**Point-based annotation data:**

┄┄┄┄┄┄

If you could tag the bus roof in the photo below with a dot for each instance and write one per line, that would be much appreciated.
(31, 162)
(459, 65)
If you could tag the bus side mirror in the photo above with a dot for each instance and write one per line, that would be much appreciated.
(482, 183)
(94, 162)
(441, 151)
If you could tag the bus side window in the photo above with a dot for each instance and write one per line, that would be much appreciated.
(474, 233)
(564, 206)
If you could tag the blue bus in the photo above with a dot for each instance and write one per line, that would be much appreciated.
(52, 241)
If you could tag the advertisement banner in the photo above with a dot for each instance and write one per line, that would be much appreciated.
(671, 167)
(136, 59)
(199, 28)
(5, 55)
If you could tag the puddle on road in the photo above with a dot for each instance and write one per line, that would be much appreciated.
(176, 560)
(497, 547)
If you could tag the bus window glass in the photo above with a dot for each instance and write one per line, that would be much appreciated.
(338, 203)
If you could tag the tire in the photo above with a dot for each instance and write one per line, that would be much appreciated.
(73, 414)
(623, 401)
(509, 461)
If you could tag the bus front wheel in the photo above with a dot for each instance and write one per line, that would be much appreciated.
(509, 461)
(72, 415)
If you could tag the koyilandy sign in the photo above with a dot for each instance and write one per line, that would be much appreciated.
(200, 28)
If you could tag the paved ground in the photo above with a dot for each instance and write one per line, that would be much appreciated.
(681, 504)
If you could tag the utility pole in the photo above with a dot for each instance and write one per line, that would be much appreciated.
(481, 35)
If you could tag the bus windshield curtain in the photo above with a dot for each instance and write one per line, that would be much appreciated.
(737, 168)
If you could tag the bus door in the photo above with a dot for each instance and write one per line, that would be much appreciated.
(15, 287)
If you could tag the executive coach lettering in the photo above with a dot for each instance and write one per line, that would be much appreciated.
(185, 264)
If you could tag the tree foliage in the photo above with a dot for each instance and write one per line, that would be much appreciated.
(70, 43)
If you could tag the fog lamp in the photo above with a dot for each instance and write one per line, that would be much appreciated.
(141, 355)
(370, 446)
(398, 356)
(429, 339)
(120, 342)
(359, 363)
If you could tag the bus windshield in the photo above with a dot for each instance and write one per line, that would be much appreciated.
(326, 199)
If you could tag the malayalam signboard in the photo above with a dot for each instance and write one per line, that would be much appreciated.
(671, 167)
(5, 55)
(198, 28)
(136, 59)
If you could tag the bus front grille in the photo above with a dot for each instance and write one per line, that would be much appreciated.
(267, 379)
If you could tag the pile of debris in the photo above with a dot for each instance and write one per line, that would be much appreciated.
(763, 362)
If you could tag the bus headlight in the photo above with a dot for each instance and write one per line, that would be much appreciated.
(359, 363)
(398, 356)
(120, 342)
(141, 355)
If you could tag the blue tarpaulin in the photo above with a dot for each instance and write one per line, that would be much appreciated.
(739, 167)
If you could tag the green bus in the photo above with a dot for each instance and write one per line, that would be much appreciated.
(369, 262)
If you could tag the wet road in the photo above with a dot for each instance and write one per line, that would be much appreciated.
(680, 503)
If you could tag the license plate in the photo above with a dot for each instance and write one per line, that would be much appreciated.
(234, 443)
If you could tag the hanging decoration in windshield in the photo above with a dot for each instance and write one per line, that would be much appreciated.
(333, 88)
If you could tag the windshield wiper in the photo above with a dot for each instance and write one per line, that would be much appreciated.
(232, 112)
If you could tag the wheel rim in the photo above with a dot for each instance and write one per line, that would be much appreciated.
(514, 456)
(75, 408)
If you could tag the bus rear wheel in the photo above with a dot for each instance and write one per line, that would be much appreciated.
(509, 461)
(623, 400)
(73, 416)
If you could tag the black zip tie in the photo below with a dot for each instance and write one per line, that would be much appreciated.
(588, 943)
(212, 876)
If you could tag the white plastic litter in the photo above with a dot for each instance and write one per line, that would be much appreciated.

┄┄┄┄┄┄

**STATED PROBLEM:** Repeat the line that contains "If you could tag the wet", then every line after it until the records end, with nothing added.

**SOLUTION FOR THIS EXERCISE:**
If you could tag the wet road in the photo above with a dot for each instance and write one per line, that would be much appreciated.
(680, 503)
If you could tag the license plate in the photo above with a dot for each instance and write one per line, that would be much appreciated.
(234, 443)
If you could tag the hanging decoration in windshield in the photo above with a dot for each instance and write one per line, that would be much appreciated.
(333, 88)
If you could tag the windshield wiper in the photo above with a dot for each instance and write one per line, that would be much appreciated.
(232, 112)
If you could tag the wheel rim in the photo above with a dot for each instance and write one per line, that would be much appreciated.
(514, 456)
(75, 408)
If you could tag the bus rear wheel in the photo above with a dot for each instance and write one per line, that would be much appreciated.
(509, 461)
(623, 400)
(73, 416)
If you could tag the black zip tie in the photo below with a dot for each instance and write one per line, that would be much appreciated.
(588, 943)
(212, 876)
If you could tag the white plastic litter in the photo above with a dot for each instance and write one per line, that would be much appreciated.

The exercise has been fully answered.